---------- Data
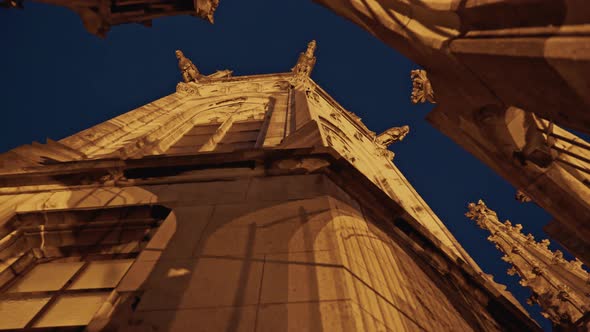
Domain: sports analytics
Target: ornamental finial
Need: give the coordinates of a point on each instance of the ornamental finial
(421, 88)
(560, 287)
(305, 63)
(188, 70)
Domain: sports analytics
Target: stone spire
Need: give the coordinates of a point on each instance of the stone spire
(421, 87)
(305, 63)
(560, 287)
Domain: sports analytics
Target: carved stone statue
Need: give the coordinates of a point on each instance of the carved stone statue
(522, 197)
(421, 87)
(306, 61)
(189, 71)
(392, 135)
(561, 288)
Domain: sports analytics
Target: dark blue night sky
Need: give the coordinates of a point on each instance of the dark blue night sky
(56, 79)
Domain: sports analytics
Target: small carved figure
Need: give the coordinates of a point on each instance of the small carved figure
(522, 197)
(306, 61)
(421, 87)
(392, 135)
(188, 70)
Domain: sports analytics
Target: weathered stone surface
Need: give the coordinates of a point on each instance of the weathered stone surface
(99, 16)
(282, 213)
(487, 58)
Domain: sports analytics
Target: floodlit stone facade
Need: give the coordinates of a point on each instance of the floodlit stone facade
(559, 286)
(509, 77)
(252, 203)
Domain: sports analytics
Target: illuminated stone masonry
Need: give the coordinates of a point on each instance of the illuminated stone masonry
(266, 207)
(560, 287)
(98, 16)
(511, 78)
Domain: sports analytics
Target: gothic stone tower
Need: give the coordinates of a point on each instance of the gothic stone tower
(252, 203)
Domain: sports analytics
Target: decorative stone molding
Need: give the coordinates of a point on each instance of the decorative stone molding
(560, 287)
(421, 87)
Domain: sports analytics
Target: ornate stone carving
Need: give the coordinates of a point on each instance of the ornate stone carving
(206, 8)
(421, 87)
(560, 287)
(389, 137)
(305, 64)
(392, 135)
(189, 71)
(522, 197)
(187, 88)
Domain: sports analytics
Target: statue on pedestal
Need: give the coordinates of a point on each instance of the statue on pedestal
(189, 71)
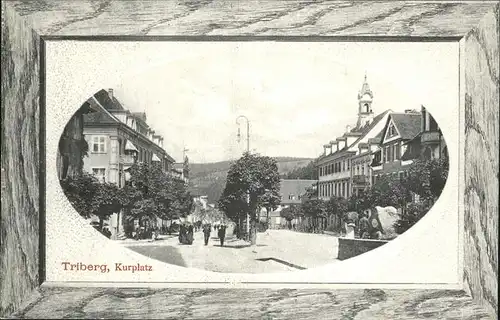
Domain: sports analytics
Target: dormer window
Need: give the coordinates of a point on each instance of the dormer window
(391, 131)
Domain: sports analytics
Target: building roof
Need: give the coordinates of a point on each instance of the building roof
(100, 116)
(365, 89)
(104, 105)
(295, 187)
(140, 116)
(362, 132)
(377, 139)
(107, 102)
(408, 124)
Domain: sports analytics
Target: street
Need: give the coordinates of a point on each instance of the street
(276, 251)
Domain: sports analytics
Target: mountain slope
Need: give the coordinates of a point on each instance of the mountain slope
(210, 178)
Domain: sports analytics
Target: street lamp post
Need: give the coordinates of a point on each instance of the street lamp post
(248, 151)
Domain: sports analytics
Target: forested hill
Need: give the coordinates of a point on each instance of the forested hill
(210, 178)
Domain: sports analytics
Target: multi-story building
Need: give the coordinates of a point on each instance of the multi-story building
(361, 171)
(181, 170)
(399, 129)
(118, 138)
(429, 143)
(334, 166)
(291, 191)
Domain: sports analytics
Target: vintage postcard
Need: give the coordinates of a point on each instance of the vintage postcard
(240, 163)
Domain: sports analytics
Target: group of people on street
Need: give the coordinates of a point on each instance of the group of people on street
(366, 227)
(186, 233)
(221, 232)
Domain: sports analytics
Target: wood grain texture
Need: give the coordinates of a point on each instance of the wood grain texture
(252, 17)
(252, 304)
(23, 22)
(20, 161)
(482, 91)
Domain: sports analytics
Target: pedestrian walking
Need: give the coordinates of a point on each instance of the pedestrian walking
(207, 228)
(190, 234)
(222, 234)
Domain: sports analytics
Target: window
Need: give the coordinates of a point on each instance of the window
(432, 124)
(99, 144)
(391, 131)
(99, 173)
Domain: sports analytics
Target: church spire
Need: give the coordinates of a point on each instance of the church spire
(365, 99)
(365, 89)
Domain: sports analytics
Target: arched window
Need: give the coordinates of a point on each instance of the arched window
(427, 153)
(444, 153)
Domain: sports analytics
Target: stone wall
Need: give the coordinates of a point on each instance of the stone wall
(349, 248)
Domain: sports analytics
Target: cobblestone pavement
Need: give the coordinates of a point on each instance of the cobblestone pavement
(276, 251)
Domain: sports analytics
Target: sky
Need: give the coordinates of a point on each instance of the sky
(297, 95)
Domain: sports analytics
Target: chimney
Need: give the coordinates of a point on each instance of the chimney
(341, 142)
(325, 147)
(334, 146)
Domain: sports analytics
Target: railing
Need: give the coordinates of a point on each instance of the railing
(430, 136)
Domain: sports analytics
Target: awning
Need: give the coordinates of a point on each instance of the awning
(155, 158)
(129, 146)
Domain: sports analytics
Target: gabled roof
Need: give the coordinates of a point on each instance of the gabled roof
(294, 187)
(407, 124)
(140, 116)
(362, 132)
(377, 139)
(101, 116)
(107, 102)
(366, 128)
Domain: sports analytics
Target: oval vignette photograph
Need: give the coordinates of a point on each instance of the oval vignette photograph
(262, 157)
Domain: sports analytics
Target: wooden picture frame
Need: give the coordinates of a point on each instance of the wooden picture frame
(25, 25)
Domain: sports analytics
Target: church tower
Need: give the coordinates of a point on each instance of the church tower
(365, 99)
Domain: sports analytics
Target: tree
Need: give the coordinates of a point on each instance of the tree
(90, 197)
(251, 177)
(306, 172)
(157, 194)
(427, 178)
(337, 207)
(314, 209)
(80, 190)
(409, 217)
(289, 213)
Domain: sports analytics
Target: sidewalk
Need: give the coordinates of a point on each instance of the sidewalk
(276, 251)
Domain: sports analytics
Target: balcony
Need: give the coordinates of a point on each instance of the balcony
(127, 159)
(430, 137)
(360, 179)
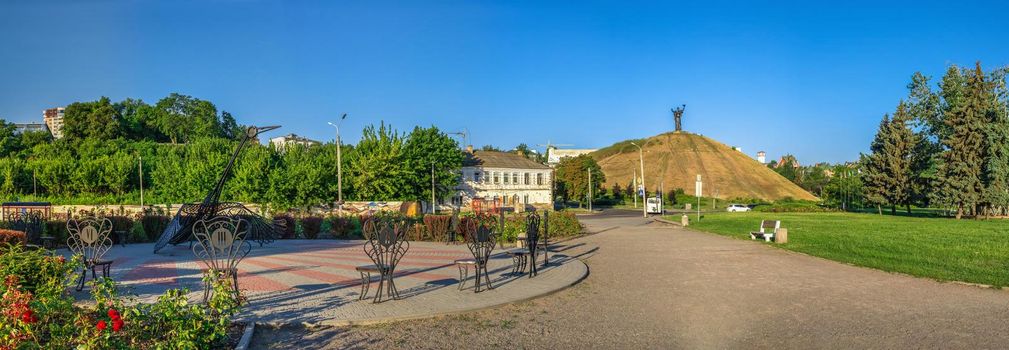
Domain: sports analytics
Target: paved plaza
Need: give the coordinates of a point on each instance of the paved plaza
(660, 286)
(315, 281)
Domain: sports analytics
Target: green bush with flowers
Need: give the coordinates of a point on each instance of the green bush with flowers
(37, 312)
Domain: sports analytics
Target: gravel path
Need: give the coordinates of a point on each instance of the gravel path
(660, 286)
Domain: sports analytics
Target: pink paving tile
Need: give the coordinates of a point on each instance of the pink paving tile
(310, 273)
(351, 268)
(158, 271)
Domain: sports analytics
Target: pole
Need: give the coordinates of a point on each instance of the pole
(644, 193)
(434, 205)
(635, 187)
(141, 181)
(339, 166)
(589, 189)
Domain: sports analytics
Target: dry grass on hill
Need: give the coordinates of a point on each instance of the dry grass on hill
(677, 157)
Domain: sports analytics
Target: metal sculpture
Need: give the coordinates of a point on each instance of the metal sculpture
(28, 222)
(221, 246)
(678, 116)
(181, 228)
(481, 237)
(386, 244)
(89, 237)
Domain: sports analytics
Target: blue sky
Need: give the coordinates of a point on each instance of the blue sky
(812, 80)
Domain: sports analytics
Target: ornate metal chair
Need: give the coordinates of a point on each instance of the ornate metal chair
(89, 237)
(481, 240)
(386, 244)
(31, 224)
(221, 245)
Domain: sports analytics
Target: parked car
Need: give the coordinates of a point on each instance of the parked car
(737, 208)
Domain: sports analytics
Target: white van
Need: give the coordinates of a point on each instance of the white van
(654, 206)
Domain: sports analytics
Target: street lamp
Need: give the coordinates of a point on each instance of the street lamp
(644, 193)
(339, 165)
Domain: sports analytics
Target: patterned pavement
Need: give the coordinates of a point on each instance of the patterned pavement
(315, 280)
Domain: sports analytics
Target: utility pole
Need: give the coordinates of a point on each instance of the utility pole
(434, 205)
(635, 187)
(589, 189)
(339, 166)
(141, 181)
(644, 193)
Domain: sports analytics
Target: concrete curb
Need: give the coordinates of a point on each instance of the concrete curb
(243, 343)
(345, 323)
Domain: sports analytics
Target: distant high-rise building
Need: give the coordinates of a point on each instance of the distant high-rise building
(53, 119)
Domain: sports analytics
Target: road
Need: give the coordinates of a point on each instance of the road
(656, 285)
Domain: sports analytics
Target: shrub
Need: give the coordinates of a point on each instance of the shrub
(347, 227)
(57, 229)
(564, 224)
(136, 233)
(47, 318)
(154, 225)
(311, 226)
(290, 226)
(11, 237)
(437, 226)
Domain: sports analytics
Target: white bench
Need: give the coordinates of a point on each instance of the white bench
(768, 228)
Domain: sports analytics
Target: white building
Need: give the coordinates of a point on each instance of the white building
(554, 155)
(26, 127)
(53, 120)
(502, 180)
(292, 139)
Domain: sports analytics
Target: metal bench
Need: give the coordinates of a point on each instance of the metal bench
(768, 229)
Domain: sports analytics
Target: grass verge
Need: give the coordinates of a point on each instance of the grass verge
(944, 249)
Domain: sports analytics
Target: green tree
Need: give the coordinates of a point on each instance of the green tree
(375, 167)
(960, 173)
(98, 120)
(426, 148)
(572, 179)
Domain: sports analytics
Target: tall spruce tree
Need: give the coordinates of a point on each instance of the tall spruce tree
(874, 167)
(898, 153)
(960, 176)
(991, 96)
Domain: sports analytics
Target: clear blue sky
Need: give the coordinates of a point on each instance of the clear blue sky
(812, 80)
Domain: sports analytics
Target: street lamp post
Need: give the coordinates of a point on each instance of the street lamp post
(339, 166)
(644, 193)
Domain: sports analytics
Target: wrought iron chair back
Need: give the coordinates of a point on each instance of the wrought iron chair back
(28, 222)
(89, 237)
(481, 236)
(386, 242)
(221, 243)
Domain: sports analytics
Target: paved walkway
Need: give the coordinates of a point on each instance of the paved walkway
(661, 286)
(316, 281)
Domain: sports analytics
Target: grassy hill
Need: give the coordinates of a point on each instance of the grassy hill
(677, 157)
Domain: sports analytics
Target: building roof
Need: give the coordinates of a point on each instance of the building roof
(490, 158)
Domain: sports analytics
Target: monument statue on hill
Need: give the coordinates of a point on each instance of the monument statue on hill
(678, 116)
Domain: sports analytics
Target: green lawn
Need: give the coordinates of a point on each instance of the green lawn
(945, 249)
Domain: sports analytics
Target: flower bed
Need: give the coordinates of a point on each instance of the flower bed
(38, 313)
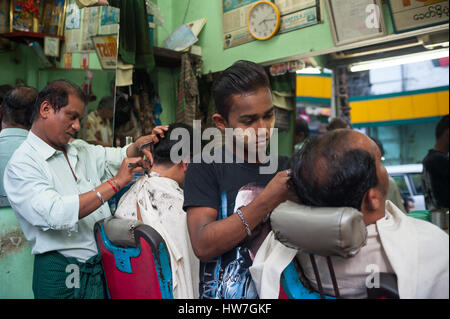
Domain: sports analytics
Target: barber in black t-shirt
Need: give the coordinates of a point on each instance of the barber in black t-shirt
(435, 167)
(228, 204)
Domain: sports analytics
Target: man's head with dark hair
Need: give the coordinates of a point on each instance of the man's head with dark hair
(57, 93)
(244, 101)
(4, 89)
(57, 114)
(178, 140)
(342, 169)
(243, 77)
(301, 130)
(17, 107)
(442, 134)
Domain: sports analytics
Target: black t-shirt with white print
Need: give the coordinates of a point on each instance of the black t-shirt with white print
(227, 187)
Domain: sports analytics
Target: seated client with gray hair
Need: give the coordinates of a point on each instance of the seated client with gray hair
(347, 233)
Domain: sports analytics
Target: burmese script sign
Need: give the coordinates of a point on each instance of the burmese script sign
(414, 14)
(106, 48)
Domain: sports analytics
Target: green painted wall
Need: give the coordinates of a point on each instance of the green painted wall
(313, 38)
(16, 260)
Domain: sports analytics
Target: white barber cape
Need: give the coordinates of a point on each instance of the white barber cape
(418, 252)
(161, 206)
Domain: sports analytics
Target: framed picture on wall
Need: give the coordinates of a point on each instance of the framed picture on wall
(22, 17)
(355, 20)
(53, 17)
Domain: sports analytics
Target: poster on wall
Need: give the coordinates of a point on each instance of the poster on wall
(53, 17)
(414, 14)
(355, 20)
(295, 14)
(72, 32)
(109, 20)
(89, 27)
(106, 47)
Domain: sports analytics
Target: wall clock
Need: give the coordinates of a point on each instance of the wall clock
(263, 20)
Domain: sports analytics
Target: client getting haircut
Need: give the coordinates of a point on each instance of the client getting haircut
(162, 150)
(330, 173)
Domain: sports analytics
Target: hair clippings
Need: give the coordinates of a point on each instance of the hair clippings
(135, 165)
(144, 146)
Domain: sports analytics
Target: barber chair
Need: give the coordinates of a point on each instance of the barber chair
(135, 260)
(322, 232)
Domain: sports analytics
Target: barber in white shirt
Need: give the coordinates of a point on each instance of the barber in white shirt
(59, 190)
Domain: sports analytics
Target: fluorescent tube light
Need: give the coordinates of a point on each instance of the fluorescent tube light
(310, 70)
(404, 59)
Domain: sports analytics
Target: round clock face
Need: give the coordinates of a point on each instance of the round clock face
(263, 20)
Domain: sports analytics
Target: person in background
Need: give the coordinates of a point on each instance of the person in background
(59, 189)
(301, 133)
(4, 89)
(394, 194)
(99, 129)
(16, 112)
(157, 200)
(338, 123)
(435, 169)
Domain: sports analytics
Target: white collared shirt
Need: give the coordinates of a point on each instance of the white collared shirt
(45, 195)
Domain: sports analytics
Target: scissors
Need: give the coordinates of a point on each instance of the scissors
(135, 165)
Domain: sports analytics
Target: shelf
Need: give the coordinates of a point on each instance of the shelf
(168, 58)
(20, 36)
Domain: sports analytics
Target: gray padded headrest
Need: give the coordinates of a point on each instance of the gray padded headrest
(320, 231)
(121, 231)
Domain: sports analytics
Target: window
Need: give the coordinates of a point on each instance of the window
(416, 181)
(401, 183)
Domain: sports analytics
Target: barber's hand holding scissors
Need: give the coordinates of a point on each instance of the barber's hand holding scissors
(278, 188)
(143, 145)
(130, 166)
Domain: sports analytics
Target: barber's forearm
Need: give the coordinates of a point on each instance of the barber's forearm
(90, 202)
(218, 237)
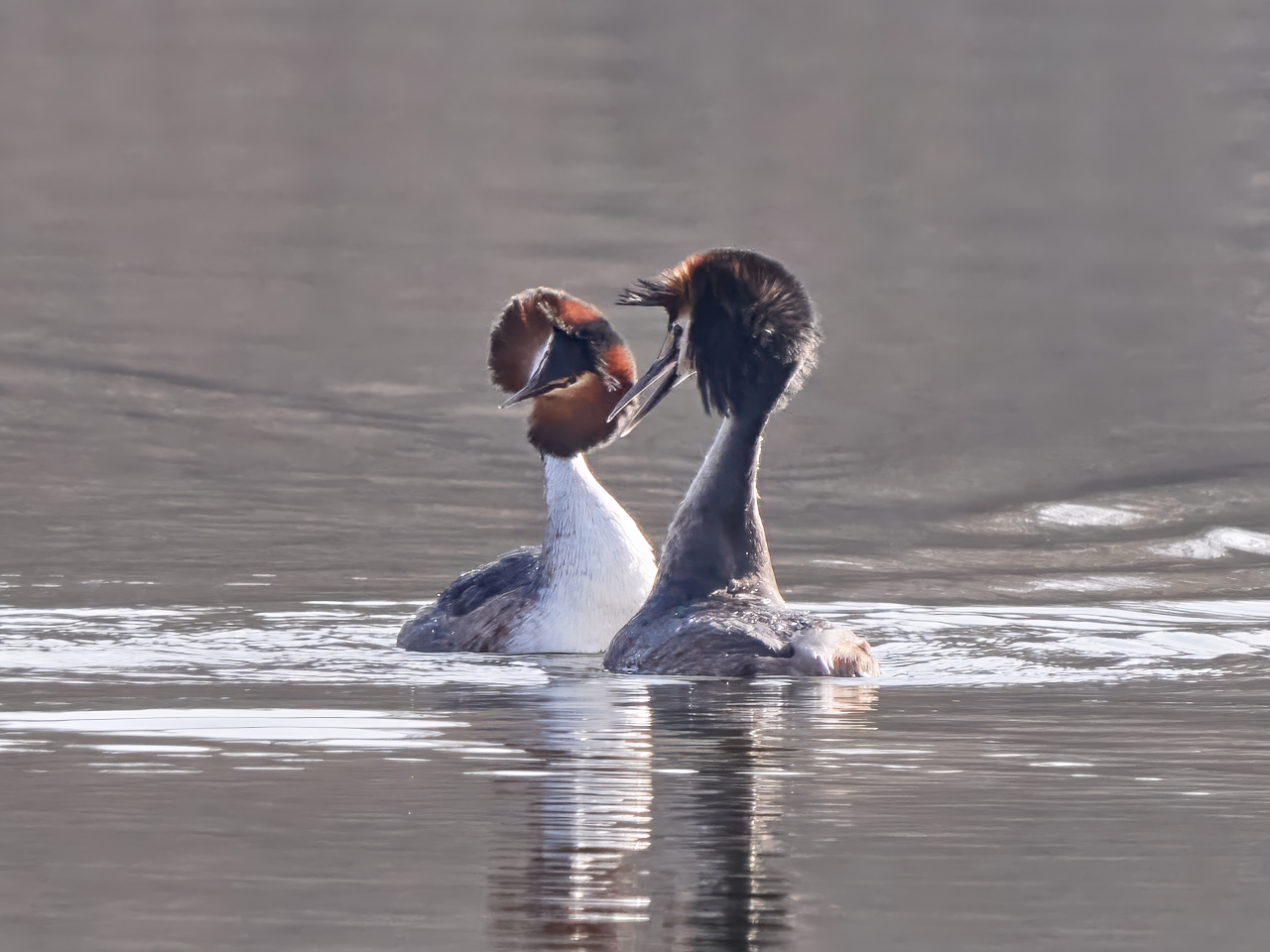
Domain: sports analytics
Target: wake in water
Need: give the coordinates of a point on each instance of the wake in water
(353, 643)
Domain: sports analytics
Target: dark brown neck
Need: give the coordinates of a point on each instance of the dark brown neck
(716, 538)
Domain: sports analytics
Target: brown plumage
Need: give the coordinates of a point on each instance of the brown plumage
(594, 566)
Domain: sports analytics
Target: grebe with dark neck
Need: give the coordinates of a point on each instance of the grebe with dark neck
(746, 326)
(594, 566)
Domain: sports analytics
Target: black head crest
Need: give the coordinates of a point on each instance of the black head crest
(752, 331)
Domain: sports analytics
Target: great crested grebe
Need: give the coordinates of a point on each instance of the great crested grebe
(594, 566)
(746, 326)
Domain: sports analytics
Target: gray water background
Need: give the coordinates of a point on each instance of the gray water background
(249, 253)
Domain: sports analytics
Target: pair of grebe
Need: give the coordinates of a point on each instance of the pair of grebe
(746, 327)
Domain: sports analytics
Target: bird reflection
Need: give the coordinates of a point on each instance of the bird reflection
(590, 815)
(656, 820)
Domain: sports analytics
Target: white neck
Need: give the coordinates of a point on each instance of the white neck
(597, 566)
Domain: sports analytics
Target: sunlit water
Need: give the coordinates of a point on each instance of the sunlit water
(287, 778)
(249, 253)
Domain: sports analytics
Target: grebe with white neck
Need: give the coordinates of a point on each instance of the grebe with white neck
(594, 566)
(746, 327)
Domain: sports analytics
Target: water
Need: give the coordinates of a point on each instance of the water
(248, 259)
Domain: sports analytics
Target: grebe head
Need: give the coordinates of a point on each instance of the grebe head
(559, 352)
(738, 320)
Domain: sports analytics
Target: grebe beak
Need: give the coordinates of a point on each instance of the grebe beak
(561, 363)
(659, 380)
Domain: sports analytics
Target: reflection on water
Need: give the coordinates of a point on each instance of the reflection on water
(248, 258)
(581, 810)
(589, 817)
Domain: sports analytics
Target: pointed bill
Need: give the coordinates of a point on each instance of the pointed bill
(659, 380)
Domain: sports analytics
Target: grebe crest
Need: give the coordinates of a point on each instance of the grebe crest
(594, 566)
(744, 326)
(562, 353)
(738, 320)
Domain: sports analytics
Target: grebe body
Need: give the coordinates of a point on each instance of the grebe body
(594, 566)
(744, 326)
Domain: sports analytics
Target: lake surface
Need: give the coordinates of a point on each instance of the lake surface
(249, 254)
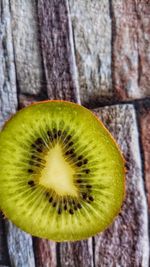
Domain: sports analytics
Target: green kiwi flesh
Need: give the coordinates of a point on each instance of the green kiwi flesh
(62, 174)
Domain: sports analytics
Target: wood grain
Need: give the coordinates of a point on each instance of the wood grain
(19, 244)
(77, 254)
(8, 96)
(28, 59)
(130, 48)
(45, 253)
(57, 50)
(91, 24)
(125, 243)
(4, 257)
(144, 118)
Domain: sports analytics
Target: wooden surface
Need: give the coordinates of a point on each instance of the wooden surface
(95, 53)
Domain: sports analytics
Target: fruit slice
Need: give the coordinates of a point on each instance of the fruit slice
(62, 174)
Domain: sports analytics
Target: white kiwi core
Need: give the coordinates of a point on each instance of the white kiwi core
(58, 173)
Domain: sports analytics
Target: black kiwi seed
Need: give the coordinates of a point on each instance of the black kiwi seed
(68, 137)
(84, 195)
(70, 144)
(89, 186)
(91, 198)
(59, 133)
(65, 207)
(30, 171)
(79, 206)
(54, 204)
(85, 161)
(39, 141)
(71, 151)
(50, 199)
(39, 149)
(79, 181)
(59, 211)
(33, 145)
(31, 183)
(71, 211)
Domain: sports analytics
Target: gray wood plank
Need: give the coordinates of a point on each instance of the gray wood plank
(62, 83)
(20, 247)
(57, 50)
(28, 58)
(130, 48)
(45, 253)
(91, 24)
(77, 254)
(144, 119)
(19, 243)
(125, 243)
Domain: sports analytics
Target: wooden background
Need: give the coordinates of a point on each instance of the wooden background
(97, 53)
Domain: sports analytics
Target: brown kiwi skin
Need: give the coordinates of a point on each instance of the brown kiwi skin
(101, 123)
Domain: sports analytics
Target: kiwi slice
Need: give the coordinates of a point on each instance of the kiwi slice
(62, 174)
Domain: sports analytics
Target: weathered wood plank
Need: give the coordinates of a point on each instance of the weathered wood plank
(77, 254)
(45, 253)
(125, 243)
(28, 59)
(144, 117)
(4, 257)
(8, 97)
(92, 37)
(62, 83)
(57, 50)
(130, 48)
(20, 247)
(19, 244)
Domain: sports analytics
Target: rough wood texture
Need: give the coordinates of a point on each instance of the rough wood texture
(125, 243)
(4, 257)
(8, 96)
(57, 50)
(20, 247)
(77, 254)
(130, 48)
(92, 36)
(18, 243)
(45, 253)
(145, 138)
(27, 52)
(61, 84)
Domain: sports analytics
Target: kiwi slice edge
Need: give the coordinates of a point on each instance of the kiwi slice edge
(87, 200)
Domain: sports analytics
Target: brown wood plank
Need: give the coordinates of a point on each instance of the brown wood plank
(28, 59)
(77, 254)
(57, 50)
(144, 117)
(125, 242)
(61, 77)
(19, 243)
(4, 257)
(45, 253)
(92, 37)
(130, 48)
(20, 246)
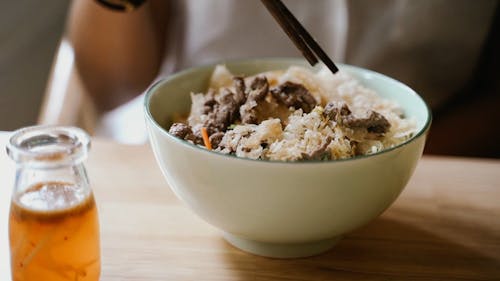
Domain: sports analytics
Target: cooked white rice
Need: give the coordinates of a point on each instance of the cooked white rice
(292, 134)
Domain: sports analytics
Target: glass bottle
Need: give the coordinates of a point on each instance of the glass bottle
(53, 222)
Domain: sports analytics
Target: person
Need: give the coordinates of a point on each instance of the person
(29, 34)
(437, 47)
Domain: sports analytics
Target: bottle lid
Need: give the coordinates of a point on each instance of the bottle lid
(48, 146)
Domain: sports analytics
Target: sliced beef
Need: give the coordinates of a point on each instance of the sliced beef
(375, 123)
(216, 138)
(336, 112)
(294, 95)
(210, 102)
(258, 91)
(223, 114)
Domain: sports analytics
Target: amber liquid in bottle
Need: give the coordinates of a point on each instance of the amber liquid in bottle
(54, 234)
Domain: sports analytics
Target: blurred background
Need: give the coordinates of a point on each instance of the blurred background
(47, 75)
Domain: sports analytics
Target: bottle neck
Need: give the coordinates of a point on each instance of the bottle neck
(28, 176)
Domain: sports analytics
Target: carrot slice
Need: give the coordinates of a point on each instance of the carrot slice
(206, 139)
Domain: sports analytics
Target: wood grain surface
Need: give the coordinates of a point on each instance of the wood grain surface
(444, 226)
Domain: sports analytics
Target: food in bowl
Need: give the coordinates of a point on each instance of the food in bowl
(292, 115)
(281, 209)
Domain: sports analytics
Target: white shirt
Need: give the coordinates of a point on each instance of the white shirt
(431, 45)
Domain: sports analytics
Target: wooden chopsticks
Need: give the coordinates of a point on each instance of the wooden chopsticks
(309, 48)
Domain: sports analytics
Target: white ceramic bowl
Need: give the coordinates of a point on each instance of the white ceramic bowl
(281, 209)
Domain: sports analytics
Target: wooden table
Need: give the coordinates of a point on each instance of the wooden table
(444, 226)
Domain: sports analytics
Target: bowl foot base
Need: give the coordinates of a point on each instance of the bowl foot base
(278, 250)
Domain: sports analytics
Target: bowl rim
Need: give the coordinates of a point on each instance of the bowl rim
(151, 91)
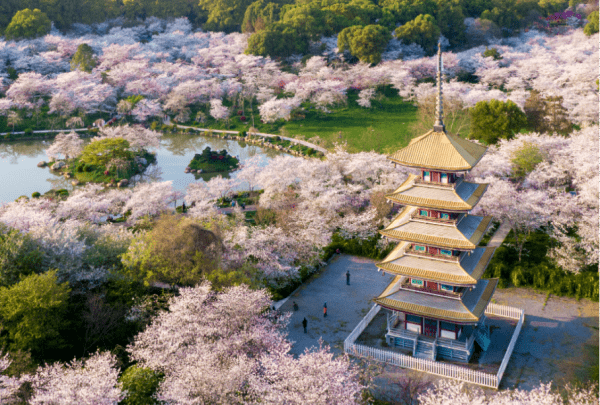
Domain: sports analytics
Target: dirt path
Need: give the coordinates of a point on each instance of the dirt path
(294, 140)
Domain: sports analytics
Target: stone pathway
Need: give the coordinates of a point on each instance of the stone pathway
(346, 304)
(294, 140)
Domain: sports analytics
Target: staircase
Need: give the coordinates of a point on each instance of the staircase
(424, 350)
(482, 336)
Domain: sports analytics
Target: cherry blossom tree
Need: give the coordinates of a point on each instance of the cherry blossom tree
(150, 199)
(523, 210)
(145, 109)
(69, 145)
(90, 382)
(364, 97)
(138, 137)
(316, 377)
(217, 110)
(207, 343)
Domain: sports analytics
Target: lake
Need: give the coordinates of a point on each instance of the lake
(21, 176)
--------------------
◆ Exercise instructions ◆
Report only the count of lines in the records above that contain the string "foot". Case must match.

◆ Answer to this problem ◆
2